• **Exercise 1**:
According to the guide on generative AI, what kind of systems were early AI systems?
• **Exercise 2**:
List every term that the guide on generative AI says it will help readers tell apart.
• **Exercise 3**:
Continue the guide on generative AI from its last sentence.

Quoted passage: Begin

Understanding Generative AI: Breaking Down the Technology Behind the Hype

Building an understanding of how technologies like AI, and tools like ChatGPT, work is key to deciding whether to use them. With this grounding, you can understand the technologies’ strengths and limitations, as well as the risks underlying different use cases. The good news is that this knowledge is available to anyone!

If you’ve ever wondered how ChatGPT or Copilot are generating responses, or the difference between ‘AI’, ‘generative AI’, ‘machine learning’, and ‘data science’, this guide will walk you through the basics.

Starting at the beginning: what is AI?

At its core, AI is the effort to get computers to perform tasks that typically require human intelligence – things like reasoning, learning, understanding language, and recognising patterns.

AI has been around since the 1950s, evolving through various boom and bust cycles (known as ‘AI winters’). Early AI systems were rule-based – essentially very sophisticated ‘if this, then that’ programmes. This is apparent in older chatbots that give predetermined answers to common questions. 

The limitation with these rule-based systems is that they can’t do tasks outside their predefined scope. So here's the key shift: modern AI doesn't just follow preprogrammed rules. Instead, it learns from data.

Machine Learning: Teaching computers to learn

Machine Learning (ML) is a subset of AI that focuses on building systems that can learn from data without being explicitly programmed for every possible scenario. Instead of writing rules for every situation, we show the computer lots of examples and let it figure out the patterns.

There are two main types of machine learning:

Supervised Learning

This is like having a teacher with labelled examples. Imagine showing a computer thousands of pictures of biscuits, labelled ‘custard cream’, ‘hobnob’, or ‘bourbon’. Eventually, it learns to identify the features that distinguish custard creams (rectangular, filled) from hobnobs (round, not-filled), and can classify new images it's never seen before.

Quoted passage: End
Provided data: Begin

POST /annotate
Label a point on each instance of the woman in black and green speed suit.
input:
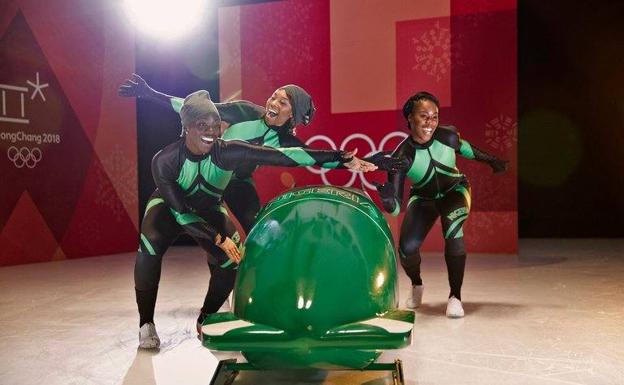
(273, 126)
(191, 175)
(438, 189)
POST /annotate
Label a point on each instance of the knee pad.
(454, 247)
(147, 271)
(409, 248)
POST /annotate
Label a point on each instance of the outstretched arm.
(231, 112)
(236, 152)
(138, 88)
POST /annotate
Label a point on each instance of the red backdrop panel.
(56, 119)
(467, 57)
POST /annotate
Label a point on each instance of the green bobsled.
(317, 287)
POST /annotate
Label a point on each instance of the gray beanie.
(196, 106)
(302, 105)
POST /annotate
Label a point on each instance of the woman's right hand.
(229, 248)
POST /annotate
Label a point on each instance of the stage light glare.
(165, 19)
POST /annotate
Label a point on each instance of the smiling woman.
(191, 175)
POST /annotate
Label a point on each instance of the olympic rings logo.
(24, 156)
(354, 174)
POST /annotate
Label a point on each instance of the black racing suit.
(189, 198)
(438, 190)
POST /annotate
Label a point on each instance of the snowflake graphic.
(293, 47)
(120, 169)
(501, 132)
(433, 52)
(90, 234)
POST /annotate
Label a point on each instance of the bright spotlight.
(167, 19)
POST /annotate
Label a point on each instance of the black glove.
(386, 193)
(498, 166)
(136, 87)
(384, 161)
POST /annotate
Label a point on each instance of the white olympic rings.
(354, 174)
(24, 156)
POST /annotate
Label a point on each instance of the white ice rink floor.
(553, 315)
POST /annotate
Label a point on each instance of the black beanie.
(196, 106)
(301, 102)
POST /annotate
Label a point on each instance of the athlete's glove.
(136, 87)
(387, 194)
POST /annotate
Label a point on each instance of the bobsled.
(317, 287)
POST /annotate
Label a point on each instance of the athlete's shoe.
(415, 299)
(148, 338)
(454, 309)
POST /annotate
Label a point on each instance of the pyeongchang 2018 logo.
(24, 150)
(354, 174)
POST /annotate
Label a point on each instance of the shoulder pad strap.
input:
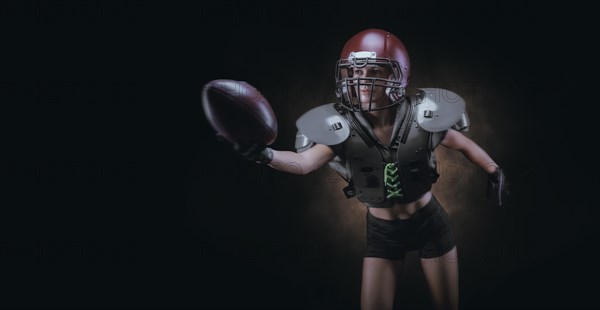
(439, 109)
(324, 125)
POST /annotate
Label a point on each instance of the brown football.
(239, 112)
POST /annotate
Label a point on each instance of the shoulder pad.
(324, 125)
(439, 109)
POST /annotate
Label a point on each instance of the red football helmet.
(372, 47)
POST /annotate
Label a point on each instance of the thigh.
(442, 277)
(379, 282)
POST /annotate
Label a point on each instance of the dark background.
(116, 193)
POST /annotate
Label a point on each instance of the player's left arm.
(457, 141)
(497, 186)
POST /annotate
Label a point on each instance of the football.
(239, 112)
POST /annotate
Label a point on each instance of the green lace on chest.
(392, 181)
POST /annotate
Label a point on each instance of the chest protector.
(402, 172)
(381, 175)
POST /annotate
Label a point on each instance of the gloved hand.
(253, 152)
(497, 187)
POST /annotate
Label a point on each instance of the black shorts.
(428, 231)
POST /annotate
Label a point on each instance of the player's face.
(367, 94)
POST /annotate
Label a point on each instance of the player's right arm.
(302, 163)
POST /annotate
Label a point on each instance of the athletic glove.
(252, 152)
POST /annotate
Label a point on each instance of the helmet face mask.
(372, 48)
(349, 84)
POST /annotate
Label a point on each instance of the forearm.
(302, 163)
(478, 156)
(290, 162)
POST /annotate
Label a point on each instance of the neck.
(382, 118)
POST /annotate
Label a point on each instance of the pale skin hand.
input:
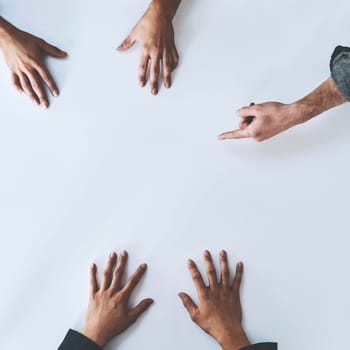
(108, 313)
(25, 57)
(219, 312)
(262, 121)
(155, 33)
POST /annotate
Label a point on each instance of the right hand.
(219, 312)
(265, 120)
(108, 312)
(25, 56)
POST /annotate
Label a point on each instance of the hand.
(219, 312)
(108, 312)
(25, 56)
(156, 36)
(265, 120)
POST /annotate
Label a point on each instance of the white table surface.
(109, 166)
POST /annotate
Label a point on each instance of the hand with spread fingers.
(155, 33)
(108, 312)
(25, 57)
(219, 312)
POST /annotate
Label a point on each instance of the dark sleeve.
(76, 341)
(340, 69)
(262, 346)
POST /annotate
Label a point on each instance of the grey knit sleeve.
(340, 69)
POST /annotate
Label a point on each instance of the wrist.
(165, 9)
(95, 337)
(301, 112)
(234, 341)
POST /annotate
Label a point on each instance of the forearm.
(324, 97)
(5, 31)
(168, 7)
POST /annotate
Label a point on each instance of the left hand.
(108, 312)
(155, 33)
(265, 120)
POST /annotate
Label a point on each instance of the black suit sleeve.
(262, 346)
(76, 341)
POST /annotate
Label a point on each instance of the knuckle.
(211, 271)
(196, 276)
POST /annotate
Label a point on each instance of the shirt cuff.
(76, 341)
(262, 346)
(340, 69)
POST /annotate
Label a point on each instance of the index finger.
(234, 134)
(196, 277)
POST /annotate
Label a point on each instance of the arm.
(108, 313)
(219, 312)
(155, 33)
(265, 120)
(25, 57)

Provided data: End

• **Answer space 1**:
They were rule-based systems, essentially very sophisticated "if this, then that" programs.

• **Answer space 2**:
AI, generative AI, machine learning, data science

• **Answer space 3**:
Unsupervised Learning

Here, the computer finds patterns in unlabeled data on its own. It's like giving someone a mixed tin of biscuits without labels and asking them to sort them into groups. The system might group them by shape, texture, or filling – discovering categories without being told what to look for.

How machines learn

Let's stick with the biscuit analogy to understand how this works. Say you're training a computer to identify different types of biscuits:

1. Initial guess: You show it a custard cream. Having never seen one before, it makes a random guess: "This is a hobnob."

2. Learning from mistakes: The system calculates how wrong it was (called the ‘error’ or ‘loss’). Since it predicted hobnob, but the answer was custard cream, the error is quite high.

3. Adjustment: The model tweaks its internal settings to make better predictions next time. Maybe the next guess is ‘bourbon’, which is arguably closer (rectangular and filled, but chocolatey instead of creamy), but still wrong. 

4. Repetition: This process repeats thousands of times with different biscuits until the model gets good at distinguishing custard creams from digestives, hobnobs from jammy dodgers, and so on.

Eventually, the model can correctly identify biscuits it's never seen before (even a partially eaten biscuit) by recognising the patterns it learned.

Enter Generative AI

Generative AI is a specific type of machine learning that goes beyond classifying or predicting – it creates or generates new content. Instead of only identifying whether something is a custard cream or jammy dodger, generative AI can create entirely new images of biscuits, write stories about biscuits, or even compose songs about your favourite biscuit.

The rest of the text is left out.